Text provided:

──────────

The Italian health ministry has withdrawn a decree-law that would have moved family doctors into community health centres and made some of them salaried employees, triggering the resignation of Lombardy's health assessor from a key regional coordination role.

The withdrawn decree

The reform of territorial medicine, championed by Health Minister Orazio Schillaci, would have integrated family doctors into the newly established Case di Comunità (Community Health Centres) and shifted a portion of them from independent contractor status to direct employment by the national health service. The text had been presented to the Conferenza delle Regioni and reworked by the regions, but was never formally introduced as a decree. It had drawn sustained opposition from medical unions, who argued they were excluded from decisions affecting them directly.

A reform that has neither head nor tail. In a context of scarce resources, you cannot expect serving doctors, already burdened with enormous patient loads, to be in their practices and, for a set number of hours, in the Community Health Centres at the same time.

The withdrawal

During a meeting between ministry technical staff and regional health assessors on 10 June 2026, the head of the health ministry's cabinet, Marco Mattei, communicated the decision to pull the decree. According to ministry sources, the decree will be replaced by an agreement to be approved either through an amendment to a government bill or by inserting it into the directive for the renewal of the family medicine convention, which is nearing its deadline.

Mattei outlined that doctors will be asked to dedicate six hours of activity to the Community Health Centres, aiming to cover staffing needs in the new facilities financed by the PNRR. These centres remain understaffed in almost all regions except Tuscany and Emilia-Romagna. A subsequent phase, he added, would launch the actual reform, reintroducing some measures from the draft decree — such as the establishment of a specialisation in general medicine and the extension of paediatric care up to age 18 — without addressing the employment status question.

Bertolaso's protest

The withdrawal provoked a sharp reaction from Guido Bertolaso, the Welfare Assessor for the Lombardy Region and one of the reform's strongest backers. Bertolaso expressed "profound dissent and bitterness", calling the affair "disheartening". He resigned from his post as vice-coordinator of the health assessors' commission and walked out of the meeting. In his view, the six-hour provision was insufficient without a broader, structural intervention. The reform ultimately foundered on resistance from within the same centre-right majority that had promoted it.

Political fallout

The episode has drawn criticism from opposition figures over parliamentary exclusion. Senator Sandra Zampa, the Democratic Party group leader in the Senate Health Commission, stated that Parliament had been "totally sidelined", learning of the reform's existence and its internal opposition only through media reports and intercepted phone calls involving Lazio Region President Rocca. She has formally requested a hearing with Minister Schillaci to understand the reform's contents, why it collapsed, and who within the government pressed for its withdrawal.

I think it is inadmissible that Parliament can be ignored and bypassed in this way. Italians have the right to know.

──────────

Recorded data:
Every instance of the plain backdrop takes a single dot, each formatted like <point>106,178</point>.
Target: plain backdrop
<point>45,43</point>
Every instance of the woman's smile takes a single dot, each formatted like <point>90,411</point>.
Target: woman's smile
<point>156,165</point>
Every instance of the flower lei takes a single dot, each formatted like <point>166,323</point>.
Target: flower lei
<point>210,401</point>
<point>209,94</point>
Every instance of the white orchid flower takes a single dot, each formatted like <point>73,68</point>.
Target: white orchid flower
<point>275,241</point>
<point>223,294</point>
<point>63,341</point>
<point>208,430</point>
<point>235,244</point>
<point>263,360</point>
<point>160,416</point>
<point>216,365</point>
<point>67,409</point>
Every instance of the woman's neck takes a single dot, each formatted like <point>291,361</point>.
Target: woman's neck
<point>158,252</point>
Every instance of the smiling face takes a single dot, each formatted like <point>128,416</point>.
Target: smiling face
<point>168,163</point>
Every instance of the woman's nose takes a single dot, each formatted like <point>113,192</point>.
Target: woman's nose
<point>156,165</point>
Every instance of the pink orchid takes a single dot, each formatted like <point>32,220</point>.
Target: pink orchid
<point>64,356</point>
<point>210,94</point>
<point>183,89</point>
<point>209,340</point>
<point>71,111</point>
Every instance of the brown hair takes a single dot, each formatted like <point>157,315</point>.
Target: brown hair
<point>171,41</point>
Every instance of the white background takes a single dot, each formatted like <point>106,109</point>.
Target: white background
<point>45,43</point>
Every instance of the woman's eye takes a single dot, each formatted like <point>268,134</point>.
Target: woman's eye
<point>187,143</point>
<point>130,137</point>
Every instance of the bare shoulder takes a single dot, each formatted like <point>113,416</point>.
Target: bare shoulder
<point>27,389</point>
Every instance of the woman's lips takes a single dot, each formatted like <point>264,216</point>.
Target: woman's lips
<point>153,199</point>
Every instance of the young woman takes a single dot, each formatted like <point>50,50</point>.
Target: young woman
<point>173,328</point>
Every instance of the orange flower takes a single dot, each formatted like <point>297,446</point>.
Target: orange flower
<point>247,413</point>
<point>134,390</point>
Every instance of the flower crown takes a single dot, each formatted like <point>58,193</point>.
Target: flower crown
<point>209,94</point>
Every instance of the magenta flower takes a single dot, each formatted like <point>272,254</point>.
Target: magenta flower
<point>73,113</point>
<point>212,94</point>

──────────

Task instructions:
1) Can you repeat the article on the withdrawn health decree from "The withdrawn decree" up to and including "the same time.", swapping "Community Health Centres" for "community care hubs"?
2) Which Italian regions does the article on the withdrawn health decree name?

Results:
1)
The withdrawn decree

The reform of territorial medicine, championed by Health Minister Orazio Schillaci, would have integrated family doctors into the newly established Case di Comunità (community care hubs) and shifted a portion of them from independent contractor status to direct employment by the national health service. The text had been presented to the Conferenza delle Regioni and reworked by the regions, but was never formally introduced as a decree. It had drawn sustained opposition from medical unions, who argued they were excluded from decisions affecting them directly.

A reform that has neither head nor tail. In a context of scarce resources, you cannot expect serving doctors, already burdened with enormous patient loads, to be in their practices and, for a set number of hours, in the community care hubs at the same time.

2) Lombardy, Tuscany, Emilia-Romagna, Lazio